▸ **Extracted entries**:
++++
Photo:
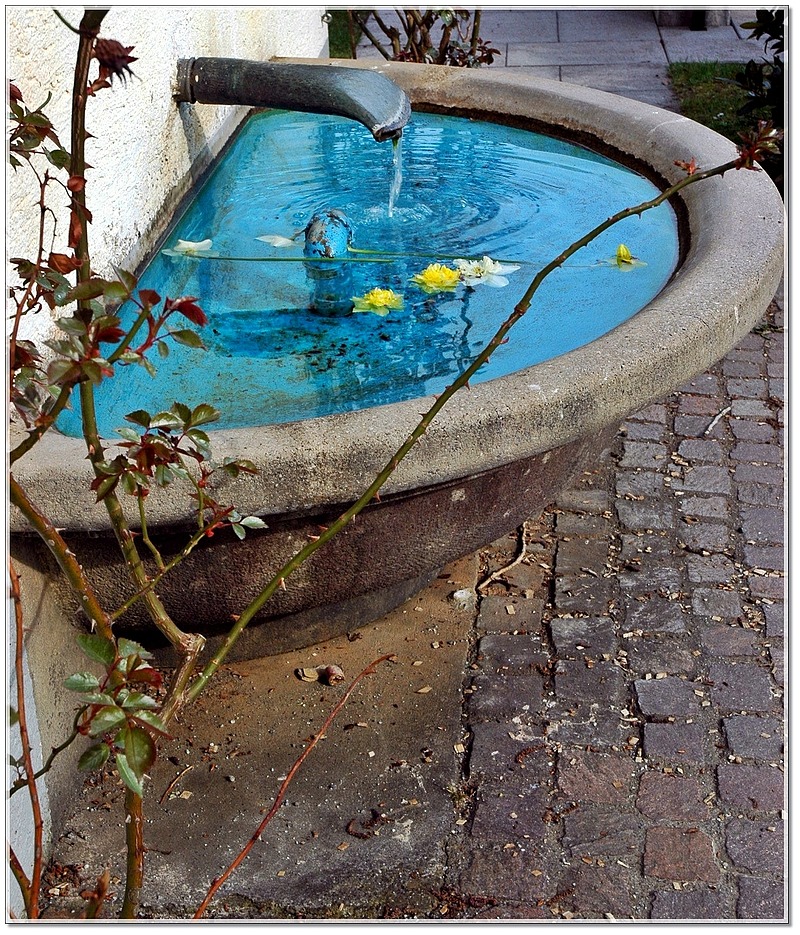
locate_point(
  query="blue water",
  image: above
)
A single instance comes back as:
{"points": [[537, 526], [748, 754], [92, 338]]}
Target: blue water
{"points": [[469, 189]]}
++++
▸ **Short exercise**:
Extract the full listing above line for line, reproducing every character unchanged, and leave the picture out of your answer.

▸ **Answer in full**:
Photo:
locate_point(
  query="blue water",
  image: above
)
A single instance comes back as:
{"points": [[537, 526], [748, 754], [92, 338]]}
Target: blue water
{"points": [[469, 189]]}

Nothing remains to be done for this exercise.